Prompt
In the playoff game report below, by what score did Edmonton lose to Saskatchewan?

It was all Henry Burris could dream of a return to the playoffs in the CFL as he led his Saskatchewan Roughriders across the frozen plain of Commonwealth Stadium; Burris threw for two touchdowns as the Green Giants claimed the right to challenge BC for the Western Division title next Sunday.
In a low scoring affair that seemed to take a long time to get untracked, the Riders put fourteen points on the board, more than enough to move on in the CFL West and continue their quest for a berth in the Grey Cup in two weeks.
Close to 37,500 fans sat in the snow and wind of Commonwealth watching two team’s batter each other to the frozen turf time and time again. A defensive battle for most of the first half, the momentum first began to shift after a questionable play by the Esks in the waning minutes of the second quarter. Edmonton’s kicker Sean Fleming faked a third down punt and tossed a ball just out of the reach of Mike Bradley. The turnover on downs was turned around into a touchdown strike and seven points that the Eskies never got back, going on to lose 14-6 to the lads from Regina.
Tom Higgins took the heat for the controversial call and uttered some famous words that will probably become his epitaph in Green and Gold “when it works its great, when it doesn’t work it falls on my shoulders”. A high risk move like that early in the game ended up costing his team a trip to Vancouver, Eskimo fans will be lighting up the open line shows for weeks with comments on that move. He may also find a bit of heated discussion on a late game decision to punt rather than attempt a field goal to take the lead, though to be fair the swirling wind was playing havoc with the kicking game all day long, so perhaps that was a wise if disrespected call. Regardless with the loss will come change in the land of Green and Gold as loyal Eskimo fans won't sit still to a near miss of the playoffs and then an early exit from them.

Supplied records
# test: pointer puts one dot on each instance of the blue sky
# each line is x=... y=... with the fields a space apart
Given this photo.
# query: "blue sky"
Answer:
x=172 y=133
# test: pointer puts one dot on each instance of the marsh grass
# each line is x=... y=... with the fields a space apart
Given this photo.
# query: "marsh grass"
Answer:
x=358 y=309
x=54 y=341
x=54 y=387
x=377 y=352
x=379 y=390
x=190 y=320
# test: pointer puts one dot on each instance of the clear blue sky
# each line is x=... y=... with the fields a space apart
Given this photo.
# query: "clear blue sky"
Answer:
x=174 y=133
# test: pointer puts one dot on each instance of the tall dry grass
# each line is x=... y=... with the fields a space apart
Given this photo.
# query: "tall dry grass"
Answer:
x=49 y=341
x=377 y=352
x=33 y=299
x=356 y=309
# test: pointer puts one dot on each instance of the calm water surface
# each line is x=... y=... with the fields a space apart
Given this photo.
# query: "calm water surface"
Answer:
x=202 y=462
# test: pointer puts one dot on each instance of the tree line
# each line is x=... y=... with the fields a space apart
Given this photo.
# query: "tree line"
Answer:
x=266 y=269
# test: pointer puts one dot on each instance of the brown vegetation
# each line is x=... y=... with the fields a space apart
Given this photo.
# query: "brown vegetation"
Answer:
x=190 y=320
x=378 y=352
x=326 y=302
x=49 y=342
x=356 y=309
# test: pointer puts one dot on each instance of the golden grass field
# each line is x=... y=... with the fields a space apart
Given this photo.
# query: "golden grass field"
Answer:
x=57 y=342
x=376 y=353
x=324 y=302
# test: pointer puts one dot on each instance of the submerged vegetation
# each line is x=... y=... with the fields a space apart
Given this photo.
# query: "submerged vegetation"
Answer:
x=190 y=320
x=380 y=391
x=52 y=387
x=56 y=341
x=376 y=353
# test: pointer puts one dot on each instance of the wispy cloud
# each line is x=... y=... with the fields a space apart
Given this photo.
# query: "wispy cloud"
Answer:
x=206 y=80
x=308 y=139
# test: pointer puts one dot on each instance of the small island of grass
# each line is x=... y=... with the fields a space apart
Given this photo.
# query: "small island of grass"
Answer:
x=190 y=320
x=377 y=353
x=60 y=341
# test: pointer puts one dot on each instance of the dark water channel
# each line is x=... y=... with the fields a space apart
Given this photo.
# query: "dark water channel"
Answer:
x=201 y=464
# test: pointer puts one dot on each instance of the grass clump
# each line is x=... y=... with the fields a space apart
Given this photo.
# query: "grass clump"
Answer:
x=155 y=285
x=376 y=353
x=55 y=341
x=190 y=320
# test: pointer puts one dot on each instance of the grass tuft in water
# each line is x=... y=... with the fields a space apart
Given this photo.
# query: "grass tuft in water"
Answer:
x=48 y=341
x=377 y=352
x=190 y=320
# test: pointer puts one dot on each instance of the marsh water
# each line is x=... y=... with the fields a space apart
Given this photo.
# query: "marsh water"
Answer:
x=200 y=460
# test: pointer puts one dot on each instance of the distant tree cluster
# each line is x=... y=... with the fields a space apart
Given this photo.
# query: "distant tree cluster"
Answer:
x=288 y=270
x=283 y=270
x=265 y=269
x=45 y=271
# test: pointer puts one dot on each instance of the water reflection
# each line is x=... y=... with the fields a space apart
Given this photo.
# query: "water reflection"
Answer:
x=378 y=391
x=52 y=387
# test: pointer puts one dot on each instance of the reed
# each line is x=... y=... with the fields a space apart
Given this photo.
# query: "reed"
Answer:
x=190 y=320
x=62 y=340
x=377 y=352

Task response
14-6